• **Short problem**
The records below must be retyped exactly.

• **Stored data**
Begin

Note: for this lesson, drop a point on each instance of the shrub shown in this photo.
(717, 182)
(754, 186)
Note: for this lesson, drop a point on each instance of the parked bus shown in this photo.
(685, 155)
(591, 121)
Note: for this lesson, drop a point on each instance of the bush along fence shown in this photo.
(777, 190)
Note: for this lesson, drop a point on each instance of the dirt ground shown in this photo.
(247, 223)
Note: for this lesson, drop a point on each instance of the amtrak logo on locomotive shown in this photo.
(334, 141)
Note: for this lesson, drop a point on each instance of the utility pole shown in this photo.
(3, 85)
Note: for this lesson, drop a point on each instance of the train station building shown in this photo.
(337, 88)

End

• **Exercise solution**
Note: for this lesson, drop a point on each instance of the shrub shown in this photo.
(717, 182)
(754, 186)
Note: for this lesson, drop a point on each instance of the parked bus shown in this photo.
(685, 155)
(591, 121)
Note: for this lesson, drop a point on each instance of the bush along fence shown in this photo.
(777, 190)
Note: for this lesson, drop a point on each instance of the dirt ground shown in this photo.
(247, 223)
Note: for this lesson, drop a point on each instance of the amtrak logo on locomotive shown in this photo.
(334, 141)
Note: for this lesson, drop a point on each instance of the utility pole shown in this photo.
(3, 85)
Note: for this lesson, drop a point on each instance of the train station building shown in this photo.
(337, 88)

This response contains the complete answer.